Begin Records for this exercise

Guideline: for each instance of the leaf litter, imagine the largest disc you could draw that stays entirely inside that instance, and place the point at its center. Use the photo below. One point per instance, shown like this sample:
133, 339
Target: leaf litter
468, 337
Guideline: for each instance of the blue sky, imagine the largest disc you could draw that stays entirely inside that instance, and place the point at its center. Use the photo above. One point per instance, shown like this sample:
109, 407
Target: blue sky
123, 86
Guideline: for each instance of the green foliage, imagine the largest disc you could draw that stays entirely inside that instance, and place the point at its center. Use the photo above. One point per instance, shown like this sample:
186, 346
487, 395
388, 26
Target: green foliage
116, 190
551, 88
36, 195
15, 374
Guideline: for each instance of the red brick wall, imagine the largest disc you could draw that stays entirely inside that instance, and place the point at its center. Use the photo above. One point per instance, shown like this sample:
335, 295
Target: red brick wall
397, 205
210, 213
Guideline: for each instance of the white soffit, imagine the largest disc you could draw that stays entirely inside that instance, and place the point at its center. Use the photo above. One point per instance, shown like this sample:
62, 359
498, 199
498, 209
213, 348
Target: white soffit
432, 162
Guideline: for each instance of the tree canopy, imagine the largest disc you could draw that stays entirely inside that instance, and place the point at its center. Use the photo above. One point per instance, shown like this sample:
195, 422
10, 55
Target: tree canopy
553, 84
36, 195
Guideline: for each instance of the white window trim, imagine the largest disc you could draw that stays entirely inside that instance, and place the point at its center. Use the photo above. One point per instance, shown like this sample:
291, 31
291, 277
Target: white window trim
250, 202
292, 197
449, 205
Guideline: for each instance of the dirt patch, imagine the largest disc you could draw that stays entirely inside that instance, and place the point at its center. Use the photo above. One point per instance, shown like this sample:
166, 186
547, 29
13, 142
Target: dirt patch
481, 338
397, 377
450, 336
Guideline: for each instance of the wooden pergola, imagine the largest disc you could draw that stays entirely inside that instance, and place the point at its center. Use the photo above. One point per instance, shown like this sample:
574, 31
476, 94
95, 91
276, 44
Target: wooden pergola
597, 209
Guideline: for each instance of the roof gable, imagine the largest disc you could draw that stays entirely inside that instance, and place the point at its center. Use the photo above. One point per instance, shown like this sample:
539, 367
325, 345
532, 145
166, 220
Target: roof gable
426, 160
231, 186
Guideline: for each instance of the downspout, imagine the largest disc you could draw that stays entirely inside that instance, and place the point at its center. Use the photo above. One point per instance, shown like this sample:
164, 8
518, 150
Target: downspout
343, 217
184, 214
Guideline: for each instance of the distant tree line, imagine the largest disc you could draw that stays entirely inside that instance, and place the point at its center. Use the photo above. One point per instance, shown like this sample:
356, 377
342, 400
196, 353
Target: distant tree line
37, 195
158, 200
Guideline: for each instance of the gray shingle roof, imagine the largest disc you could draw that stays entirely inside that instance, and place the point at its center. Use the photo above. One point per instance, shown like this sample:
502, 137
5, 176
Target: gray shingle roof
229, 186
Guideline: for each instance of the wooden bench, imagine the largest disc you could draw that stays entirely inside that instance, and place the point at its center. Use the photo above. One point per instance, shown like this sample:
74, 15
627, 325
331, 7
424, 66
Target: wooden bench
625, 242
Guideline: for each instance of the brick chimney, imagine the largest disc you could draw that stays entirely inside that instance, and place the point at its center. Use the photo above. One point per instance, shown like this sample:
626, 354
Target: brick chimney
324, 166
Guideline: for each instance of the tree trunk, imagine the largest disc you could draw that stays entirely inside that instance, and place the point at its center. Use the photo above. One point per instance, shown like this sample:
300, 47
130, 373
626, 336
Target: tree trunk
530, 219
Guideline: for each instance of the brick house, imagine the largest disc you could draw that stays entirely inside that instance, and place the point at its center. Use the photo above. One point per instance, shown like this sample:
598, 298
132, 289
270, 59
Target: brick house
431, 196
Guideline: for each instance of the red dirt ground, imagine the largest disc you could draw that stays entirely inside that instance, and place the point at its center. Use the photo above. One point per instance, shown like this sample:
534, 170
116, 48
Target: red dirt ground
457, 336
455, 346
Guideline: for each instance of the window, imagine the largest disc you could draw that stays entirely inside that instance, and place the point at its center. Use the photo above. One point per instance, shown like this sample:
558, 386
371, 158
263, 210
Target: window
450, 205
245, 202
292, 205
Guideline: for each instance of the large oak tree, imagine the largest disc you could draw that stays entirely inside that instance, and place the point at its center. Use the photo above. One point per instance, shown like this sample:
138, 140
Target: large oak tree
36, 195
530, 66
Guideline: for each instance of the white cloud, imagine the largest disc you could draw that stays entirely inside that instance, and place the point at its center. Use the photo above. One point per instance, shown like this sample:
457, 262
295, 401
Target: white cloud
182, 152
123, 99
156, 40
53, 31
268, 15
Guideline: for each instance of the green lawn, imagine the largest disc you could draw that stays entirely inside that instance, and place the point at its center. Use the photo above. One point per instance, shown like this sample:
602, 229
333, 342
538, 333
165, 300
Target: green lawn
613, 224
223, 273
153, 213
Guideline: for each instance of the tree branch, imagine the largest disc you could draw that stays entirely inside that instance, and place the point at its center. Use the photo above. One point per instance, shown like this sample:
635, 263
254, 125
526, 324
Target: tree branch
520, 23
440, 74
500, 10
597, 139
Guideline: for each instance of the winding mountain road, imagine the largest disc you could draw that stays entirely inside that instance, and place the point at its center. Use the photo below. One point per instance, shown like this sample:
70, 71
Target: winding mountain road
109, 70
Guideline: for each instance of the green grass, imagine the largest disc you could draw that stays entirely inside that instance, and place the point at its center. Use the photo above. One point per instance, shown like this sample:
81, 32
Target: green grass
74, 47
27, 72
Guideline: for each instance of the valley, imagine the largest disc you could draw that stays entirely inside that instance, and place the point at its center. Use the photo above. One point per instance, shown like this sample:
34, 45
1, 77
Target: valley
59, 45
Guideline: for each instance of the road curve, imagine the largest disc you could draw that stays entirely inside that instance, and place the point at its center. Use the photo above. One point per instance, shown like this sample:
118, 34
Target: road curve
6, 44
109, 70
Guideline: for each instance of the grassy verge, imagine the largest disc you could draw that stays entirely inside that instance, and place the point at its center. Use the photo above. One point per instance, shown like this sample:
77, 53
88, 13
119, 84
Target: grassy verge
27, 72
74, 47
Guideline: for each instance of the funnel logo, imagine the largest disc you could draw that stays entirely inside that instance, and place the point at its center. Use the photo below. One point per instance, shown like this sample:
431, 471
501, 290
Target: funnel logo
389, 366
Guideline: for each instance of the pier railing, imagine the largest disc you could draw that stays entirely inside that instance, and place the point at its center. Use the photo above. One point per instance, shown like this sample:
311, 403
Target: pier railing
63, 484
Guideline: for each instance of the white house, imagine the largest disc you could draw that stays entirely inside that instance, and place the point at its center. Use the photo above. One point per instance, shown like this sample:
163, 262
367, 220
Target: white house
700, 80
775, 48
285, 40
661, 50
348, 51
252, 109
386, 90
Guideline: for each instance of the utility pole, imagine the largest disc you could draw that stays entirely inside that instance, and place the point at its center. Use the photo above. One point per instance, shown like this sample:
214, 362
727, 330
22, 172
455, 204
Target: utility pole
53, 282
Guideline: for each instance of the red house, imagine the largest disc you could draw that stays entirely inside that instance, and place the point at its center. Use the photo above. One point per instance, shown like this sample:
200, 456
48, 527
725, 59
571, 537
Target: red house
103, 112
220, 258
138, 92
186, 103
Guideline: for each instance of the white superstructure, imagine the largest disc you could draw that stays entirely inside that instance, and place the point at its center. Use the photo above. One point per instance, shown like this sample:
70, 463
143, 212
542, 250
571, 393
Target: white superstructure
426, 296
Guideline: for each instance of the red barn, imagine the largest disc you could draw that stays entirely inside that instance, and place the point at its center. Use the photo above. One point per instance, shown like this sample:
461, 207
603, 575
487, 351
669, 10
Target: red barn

End Records for this exercise

▶ [Challenge]:
Starting at the line that contains "Guideline: for each instance of the funnel", copy each line exactly through the end of the listing above. Include that first line and the last one, and add nothing.

▶ [The reply]:
Guideline: for each instance of the funnel logo, imagine the largest disc you could draw that stays entirely inside that instance, and place the point at its center. Use the photo below. One point per instance, shown like this sample:
431, 471
501, 290
Target: funnel logo
389, 366
Guideline: for each instance of the pier railing, imagine the largest disc you could draw that stays entirely inside that instance, and place the point at its center. Use the photo above. One point per instance, shown like this sample:
311, 403
Target: pier railing
63, 484
Guideline: for each instance of the white house, imagine the largest disc you could draw that stays entirely inside that instance, and place the point at its center. Use the photo above. One point per instance, shown like this sample:
163, 262
367, 220
Target: white house
700, 80
775, 48
285, 40
661, 50
348, 51
252, 109
386, 90
Guideline: for each instance of the utility pole, imagine the largest disc you could draw that stays entirely inside that instance, and place the point at its center. Use the photo above. One point per instance, shown like this sample:
214, 362
727, 330
22, 172
455, 204
Target: utility pole
53, 282
Guideline: for each instance of the red house, imagine the largest disc you could draw that stays entirely inside that instance, and place the point at its center. Use the photo above. One point per instance, shown like this sample:
200, 456
48, 527
725, 59
571, 537
Target: red house
103, 112
220, 258
138, 92
186, 103
Guideline: for each instance of the white superstructure, imagine the largest disc you could draw that stays entirely inside that instance, and place the point at its center. Use the photo above. One point per instance, shown like this sample:
70, 463
143, 212
542, 250
571, 393
Target: white superstructure
426, 296
Guideline: for each instance of the red barn, imagine the largest disc you could draw that stays entirely inside that instance, and place the point at its center. Use the photo above. One point per instance, shown like this sample:
461, 207
603, 575
487, 351
669, 10
Target: red barn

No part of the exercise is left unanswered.